BEGIN
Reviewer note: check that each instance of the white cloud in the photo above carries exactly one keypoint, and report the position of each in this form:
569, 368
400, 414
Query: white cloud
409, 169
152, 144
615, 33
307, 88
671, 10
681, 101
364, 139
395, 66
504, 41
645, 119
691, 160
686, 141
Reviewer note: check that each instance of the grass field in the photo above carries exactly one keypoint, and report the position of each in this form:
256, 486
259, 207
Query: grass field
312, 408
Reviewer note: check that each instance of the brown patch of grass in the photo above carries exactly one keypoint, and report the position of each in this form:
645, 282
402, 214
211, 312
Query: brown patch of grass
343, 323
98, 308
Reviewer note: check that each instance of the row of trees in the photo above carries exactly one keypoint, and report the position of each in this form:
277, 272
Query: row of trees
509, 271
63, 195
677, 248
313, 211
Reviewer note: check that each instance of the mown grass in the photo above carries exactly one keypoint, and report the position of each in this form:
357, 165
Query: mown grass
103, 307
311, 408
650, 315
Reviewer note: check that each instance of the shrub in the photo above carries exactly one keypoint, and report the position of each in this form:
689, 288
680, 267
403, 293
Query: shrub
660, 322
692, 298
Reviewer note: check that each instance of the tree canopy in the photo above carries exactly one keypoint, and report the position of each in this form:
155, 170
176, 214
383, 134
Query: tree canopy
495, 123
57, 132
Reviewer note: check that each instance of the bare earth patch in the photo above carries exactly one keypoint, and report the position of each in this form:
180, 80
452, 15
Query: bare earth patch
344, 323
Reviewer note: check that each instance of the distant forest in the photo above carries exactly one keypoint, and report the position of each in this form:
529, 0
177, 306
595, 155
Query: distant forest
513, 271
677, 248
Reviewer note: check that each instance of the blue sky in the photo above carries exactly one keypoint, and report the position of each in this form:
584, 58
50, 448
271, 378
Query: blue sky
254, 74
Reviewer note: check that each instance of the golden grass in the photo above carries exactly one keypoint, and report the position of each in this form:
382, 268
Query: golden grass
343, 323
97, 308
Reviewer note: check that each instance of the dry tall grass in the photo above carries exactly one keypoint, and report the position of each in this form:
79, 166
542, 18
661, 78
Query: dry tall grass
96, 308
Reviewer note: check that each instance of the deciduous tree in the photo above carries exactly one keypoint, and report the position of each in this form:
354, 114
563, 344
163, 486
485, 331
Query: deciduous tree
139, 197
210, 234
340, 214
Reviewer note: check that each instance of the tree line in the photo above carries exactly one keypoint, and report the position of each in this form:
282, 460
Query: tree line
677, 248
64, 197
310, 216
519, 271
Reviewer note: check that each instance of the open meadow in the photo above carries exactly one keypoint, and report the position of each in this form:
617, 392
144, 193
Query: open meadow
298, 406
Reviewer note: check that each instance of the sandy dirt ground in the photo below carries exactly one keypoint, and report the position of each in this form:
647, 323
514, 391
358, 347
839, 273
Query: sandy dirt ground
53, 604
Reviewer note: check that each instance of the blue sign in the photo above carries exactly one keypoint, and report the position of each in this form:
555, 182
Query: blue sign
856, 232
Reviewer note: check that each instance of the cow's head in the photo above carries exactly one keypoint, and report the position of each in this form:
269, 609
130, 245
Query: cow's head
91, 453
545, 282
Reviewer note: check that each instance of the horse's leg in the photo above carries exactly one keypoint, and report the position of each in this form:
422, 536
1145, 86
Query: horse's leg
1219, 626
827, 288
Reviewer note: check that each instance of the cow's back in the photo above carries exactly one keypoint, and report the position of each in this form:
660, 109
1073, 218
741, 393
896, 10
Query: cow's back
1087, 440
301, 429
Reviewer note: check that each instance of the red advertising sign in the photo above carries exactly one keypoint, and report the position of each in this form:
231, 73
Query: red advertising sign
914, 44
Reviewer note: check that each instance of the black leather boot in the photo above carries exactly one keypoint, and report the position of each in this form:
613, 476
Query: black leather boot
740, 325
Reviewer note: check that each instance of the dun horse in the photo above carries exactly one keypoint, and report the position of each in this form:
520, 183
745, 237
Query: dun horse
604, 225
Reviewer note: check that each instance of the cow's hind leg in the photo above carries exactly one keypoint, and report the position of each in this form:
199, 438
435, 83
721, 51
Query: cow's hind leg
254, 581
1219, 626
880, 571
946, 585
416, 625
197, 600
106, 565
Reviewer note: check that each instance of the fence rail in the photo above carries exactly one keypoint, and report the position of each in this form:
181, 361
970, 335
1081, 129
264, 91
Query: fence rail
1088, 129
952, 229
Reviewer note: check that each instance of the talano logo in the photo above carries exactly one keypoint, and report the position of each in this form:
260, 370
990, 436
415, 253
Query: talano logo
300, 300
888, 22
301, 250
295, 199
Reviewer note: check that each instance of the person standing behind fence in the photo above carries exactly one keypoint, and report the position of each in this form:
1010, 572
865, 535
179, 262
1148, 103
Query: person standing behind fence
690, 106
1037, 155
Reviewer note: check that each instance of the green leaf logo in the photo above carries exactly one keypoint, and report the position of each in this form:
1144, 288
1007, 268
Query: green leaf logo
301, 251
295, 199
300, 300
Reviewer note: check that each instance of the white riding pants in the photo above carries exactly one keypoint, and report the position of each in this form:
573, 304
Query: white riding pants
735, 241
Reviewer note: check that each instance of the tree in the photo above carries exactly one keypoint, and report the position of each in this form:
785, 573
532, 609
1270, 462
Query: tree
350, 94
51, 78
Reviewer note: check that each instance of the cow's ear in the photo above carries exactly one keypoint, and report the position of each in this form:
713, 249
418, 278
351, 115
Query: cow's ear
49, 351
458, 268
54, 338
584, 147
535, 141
END
▶ What to do: Can you reproduce every one of the entries above verbatim, leaving nothing out and adding nothing?

▶ Solution for this exercise:
Reviewer note: check that each instance of the white cloud in the photo above carries exactly one keypoint, and report the position of each in this form:
569, 368
400, 414
Query: white cloud
409, 169
152, 144
615, 33
307, 88
671, 10
681, 101
364, 139
395, 66
504, 41
645, 119
691, 160
686, 141
Reviewer note: check that each instance of the grass field in the photo above carries exactly one keypoint, and report the position of each in this form:
256, 486
259, 207
Query: grass field
312, 408
Reviewer note: check that each instance of the brown patch of grass in the photo above carries exactly one keypoint, and report the position of each in this form:
645, 282
402, 214
211, 312
Query: brown patch of grass
343, 323
98, 308
Reviewer note: check that each instance of the row of trees in the photo above carries exactly one keypoint, and report the position of each in this form:
277, 272
Query: row of trees
509, 271
63, 195
677, 248
313, 211
Reviewer note: check that each instance of the mown grass in the photo above carries exactly one keypoint, and report the position of each in this form:
357, 165
Query: mown grass
103, 307
311, 408
650, 315
Reviewer note: check that each instance of the shrub in the photo above carries exactly one keypoint, and report the position of each in this form:
689, 288
680, 267
403, 293
Query: shrub
660, 322
692, 298
Reviewer note: check that each instance of the tree canopy in the photo above carries exactly one keypoint, and report the position of each in this form:
155, 170
176, 214
383, 134
Query: tree canopy
495, 123
57, 132
Reviewer note: check that each instance of the bare earth patch in the photo above carries exactly one keypoint, and report the position of each in this form:
180, 80
452, 15
Query: bare earth patch
344, 323
Reviewer note: check that each instance of the distant forest in the photo above carries exactly one keypoint, and report the position of each in this form:
529, 0
177, 306
595, 155
Query: distant forest
513, 271
677, 248
Reviewer note: check that each instance of the blue sky in the photo above carries exactly one keypoint, and report the position of each in this form:
584, 58
50, 448
271, 378
Query: blue sky
254, 74
Reviewer note: check that each instance of the golden grass in the photo above carries exactly one keypoint, and report the position of each in this form:
382, 268
Query: golden grass
343, 323
97, 308
Reviewer note: check that each instance of the dry tall grass in the photo above carries exactly one keypoint, and report the position of each in this form:
79, 166
542, 18
661, 78
Query: dry tall grass
96, 308
Reviewer note: check that each instance of the deciduous tree in the photo above carries exactly one keypoint, and report the position of each in this form:
354, 114
563, 344
163, 486
485, 331
Query: deciduous tree
139, 197
210, 234
340, 214
Reviewer note: check that each instance of the tree line in the photo above carries exactly one keypoint, and report the position of each in this form:
282, 460
Query: tree line
677, 248
64, 197
310, 216
519, 271
Reviewer note: check that each instance of the open meadow in the photo above carries exactly one keypoint, and report the position of each in this form:
617, 392
144, 193
Query: open meadow
298, 406
Reviewer note: check that each instance of the sandy dirt ground in the photo below carries exactly one keypoint, and report the position of each in this form:
647, 323
514, 391
358, 347
839, 273
Query: sandy dirt ground
53, 604
Reviewer note: check that each instance of the blue sign in the photo above carries exactly one keypoint, and report the position of each in this form:
555, 182
Query: blue sign
856, 232
Reviewer note: check that each instance of the cow's head in the photo above carries exactly one keypoint, and report the position of each in this form:
269, 609
130, 245
Query: cow's head
91, 453
545, 282
Reviewer note: check that each instance of the horse's leg in the photo above carries exactly one keypoint, and report the position of each in this form:
422, 536
1145, 86
Query: horse's leg
1219, 626
827, 288
Reviewer note: check that each instance of the cow's back in the photo above carries exactly one keypoint, and report the position of each in this form:
660, 109
1073, 218
741, 393
896, 10
Query: cow's back
1087, 440
301, 429
Reviewer note: check that each instance of the red advertising sign in the photo above carries exactly one keypoint, and report the position of each in this form:
231, 73
Query: red advertising sign
914, 44
Reviewer note: check that each instance of the black leather boot in the photo above carries exactly one keypoint, and report the position of each in this form:
613, 476
Query: black leather boot
740, 325
Reviewer note: check that each instance of the dun horse in the photo above carries exactly one keypoint, and report the position of each in this form:
520, 183
745, 237
Query: dun horse
604, 225
Reviewer note: check that each instance of the cow's hind leg in the photo above carries exactly one keypoint, and report the position of each in this form:
199, 438
435, 83
721, 51
Query: cow's hind leg
254, 581
1219, 626
880, 571
946, 585
416, 625
197, 600
106, 565
Reviewer note: check that each instance of the fence rail in the photo above carries exactly one keypoint, and report the position of each in this form:
181, 361
970, 335
1081, 129
264, 91
Query: fence rail
1088, 129
952, 229
Reviewer note: check that each instance of the talano logo in the photo above carries exactly one keypoint, and report the position of each in this form:
260, 370
990, 436
415, 253
Query: talano logo
300, 300
888, 22
301, 250
295, 199
Reviewer note: check that each instance of the person standing behind fence in the photo above carries exactly one keypoint, and report the position of each in this form:
1010, 572
865, 535
179, 262
1148, 103
Query: person standing behind fence
690, 106
1037, 155
Reviewer note: check that each instance of the green leaf logo in the photo above carries exactly one keypoint, and report the position of each in this form:
1144, 288
1007, 268
Query: green leaf logo
301, 251
295, 199
300, 300
Reviewer note: check that each instance of the white riding pants in the photo above carries exactly one keypoint, and report the position of each in this form:
573, 304
Query: white riding pants
735, 241
Reviewer note: check that each instance of the tree in the photo above carries exactly one keypoint, and report the position of each in this form:
785, 573
532, 609
1270, 462
Query: tree
350, 94
51, 78
Reviewer note: check that each instance of the cow's ear in the photo above carries exactly one keypoint, and report the position of each in this form:
713, 249
418, 278
351, 115
Query: cow's ear
49, 351
458, 268
54, 338
584, 147
535, 141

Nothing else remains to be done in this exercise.